**WORK TO COMPLETE:**
Copy these lines from the records verbatim, starting with the line that contains "Indicate a point per instance of the smartphone" and ending with the line that contains "(1252, 609)", both included.

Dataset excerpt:
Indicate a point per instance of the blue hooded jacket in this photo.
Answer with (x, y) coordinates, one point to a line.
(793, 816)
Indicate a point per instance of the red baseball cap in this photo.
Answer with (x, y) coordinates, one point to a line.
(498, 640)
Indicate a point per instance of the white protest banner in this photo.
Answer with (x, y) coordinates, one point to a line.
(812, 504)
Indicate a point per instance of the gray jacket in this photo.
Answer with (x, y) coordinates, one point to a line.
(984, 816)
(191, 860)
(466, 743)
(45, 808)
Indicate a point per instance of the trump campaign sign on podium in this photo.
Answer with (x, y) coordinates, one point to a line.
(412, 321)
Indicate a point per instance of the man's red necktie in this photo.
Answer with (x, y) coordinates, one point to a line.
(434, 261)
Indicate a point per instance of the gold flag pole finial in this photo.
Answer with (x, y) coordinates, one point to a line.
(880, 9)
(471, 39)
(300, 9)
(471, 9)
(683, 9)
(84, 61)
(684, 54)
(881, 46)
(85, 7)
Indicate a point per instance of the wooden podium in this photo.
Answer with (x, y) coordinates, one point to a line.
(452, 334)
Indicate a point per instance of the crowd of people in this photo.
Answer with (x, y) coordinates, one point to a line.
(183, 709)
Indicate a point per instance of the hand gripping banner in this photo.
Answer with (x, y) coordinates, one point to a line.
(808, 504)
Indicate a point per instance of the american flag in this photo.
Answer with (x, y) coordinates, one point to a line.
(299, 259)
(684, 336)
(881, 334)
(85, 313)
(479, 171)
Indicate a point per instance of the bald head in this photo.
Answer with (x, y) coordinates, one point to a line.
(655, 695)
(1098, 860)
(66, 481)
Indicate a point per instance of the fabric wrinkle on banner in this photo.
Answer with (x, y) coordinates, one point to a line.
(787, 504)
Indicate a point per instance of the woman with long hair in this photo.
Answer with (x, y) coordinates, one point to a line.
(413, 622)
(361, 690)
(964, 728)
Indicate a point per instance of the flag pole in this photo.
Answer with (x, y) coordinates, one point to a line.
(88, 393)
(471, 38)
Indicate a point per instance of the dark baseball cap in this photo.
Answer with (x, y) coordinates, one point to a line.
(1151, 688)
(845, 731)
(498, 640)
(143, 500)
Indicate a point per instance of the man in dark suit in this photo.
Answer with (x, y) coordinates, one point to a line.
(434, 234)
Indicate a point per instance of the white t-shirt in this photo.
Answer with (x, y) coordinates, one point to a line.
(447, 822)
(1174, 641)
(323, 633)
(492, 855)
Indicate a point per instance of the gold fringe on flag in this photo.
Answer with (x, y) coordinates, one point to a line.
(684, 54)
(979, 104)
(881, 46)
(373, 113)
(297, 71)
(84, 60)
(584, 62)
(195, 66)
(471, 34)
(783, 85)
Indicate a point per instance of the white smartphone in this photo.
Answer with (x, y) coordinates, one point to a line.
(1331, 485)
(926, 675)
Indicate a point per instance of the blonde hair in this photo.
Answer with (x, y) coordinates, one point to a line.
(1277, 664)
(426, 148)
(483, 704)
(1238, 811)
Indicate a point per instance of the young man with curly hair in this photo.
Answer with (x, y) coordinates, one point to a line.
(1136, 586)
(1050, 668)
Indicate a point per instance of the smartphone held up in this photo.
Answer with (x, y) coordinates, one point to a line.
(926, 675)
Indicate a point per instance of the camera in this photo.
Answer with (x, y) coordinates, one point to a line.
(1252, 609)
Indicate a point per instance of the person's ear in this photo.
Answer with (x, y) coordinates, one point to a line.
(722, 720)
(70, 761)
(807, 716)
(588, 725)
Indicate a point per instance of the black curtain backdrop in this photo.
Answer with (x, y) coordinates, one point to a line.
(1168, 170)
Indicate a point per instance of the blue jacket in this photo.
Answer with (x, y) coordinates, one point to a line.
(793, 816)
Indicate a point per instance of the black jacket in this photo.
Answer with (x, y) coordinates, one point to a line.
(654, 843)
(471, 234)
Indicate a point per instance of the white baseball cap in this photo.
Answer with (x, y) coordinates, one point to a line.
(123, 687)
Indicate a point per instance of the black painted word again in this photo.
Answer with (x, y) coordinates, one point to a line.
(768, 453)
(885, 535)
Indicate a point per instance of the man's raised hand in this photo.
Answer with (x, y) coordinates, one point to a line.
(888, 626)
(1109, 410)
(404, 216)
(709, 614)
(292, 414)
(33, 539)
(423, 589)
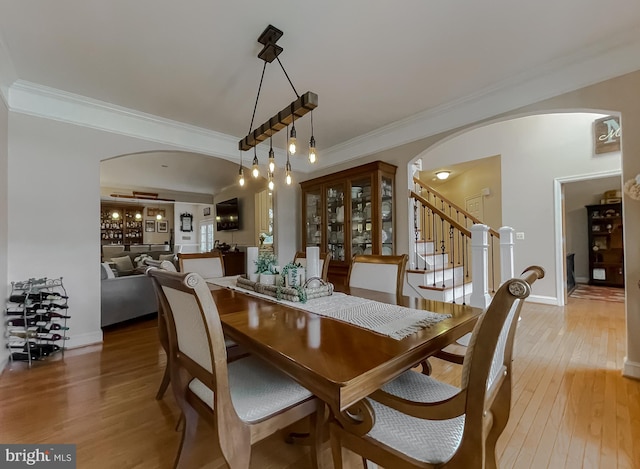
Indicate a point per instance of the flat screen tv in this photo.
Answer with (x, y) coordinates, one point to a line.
(228, 215)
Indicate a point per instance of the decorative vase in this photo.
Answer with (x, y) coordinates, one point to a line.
(254, 276)
(295, 278)
(268, 279)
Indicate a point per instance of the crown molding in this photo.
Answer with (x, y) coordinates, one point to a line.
(50, 103)
(8, 73)
(600, 62)
(597, 63)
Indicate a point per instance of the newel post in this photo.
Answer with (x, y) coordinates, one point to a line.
(506, 253)
(480, 297)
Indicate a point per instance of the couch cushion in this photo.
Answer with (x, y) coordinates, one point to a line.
(124, 266)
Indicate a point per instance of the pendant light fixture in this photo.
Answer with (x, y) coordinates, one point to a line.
(255, 171)
(272, 157)
(300, 107)
(312, 144)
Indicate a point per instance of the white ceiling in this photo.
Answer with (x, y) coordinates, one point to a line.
(372, 62)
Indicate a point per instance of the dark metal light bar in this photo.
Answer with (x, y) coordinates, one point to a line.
(301, 106)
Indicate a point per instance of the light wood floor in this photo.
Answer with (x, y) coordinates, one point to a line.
(572, 408)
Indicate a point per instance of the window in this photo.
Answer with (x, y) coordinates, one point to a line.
(206, 236)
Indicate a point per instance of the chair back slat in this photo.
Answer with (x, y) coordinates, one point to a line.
(381, 273)
(207, 264)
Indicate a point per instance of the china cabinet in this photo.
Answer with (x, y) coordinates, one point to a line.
(121, 224)
(606, 250)
(350, 212)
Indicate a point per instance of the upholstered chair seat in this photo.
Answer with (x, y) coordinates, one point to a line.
(431, 441)
(257, 390)
(415, 421)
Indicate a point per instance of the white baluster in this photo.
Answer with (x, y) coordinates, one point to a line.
(480, 297)
(507, 236)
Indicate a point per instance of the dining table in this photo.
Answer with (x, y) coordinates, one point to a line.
(339, 362)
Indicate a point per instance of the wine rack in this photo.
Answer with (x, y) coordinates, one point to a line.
(36, 319)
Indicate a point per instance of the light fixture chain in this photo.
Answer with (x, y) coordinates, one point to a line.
(287, 75)
(255, 106)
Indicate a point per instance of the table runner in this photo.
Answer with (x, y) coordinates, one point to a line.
(390, 320)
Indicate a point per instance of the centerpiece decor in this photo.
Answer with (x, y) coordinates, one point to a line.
(266, 266)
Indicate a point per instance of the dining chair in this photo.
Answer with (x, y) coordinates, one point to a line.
(162, 328)
(207, 264)
(301, 258)
(376, 272)
(245, 400)
(416, 421)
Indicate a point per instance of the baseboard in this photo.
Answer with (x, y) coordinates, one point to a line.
(631, 369)
(82, 340)
(545, 300)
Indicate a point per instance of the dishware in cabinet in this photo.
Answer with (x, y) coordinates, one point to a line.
(356, 214)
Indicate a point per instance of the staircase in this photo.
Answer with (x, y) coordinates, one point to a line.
(453, 252)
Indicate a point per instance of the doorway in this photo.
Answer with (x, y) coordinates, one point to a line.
(571, 195)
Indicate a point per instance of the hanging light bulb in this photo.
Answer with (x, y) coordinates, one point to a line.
(292, 138)
(287, 171)
(312, 150)
(312, 144)
(272, 158)
(241, 176)
(255, 171)
(271, 185)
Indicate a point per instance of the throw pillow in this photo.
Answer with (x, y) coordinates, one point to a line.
(124, 266)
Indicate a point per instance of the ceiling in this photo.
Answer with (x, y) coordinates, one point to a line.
(374, 64)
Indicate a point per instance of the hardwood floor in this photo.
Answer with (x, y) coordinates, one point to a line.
(571, 408)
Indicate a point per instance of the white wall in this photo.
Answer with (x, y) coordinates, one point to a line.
(535, 150)
(4, 215)
(54, 209)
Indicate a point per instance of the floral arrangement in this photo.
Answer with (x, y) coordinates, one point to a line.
(266, 263)
(632, 188)
(140, 259)
(291, 270)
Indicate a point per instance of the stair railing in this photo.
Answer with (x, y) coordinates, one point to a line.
(462, 240)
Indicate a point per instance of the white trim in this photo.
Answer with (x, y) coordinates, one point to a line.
(598, 63)
(557, 215)
(81, 340)
(631, 369)
(545, 300)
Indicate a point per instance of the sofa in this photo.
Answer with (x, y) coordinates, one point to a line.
(126, 295)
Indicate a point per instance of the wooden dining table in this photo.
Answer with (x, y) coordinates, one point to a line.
(339, 362)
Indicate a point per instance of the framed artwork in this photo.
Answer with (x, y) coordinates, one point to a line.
(607, 132)
(186, 222)
(153, 212)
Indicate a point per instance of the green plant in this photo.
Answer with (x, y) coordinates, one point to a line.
(291, 267)
(265, 263)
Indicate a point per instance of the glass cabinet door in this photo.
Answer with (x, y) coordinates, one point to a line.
(335, 221)
(361, 217)
(386, 209)
(313, 221)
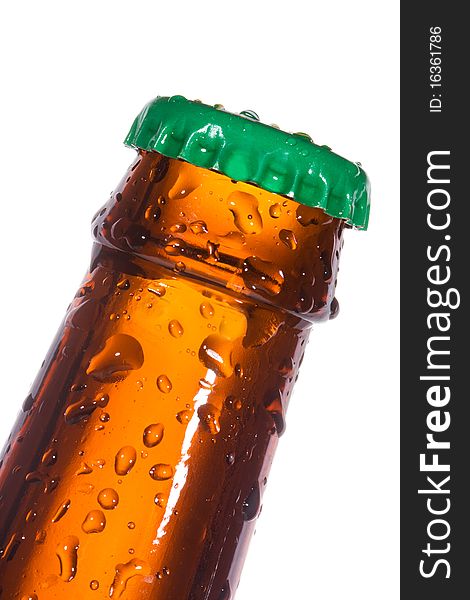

**SOLUTION BELOW:**
Indicate a point per instance of the smartphone held up in this photo.
Answer with (x, y) coordinates, one point to a line.
(926, 675)
Indicate a point per instance of the camera in this photo.
Answer with (x, y) coordinates, one point to a line.
(1252, 609)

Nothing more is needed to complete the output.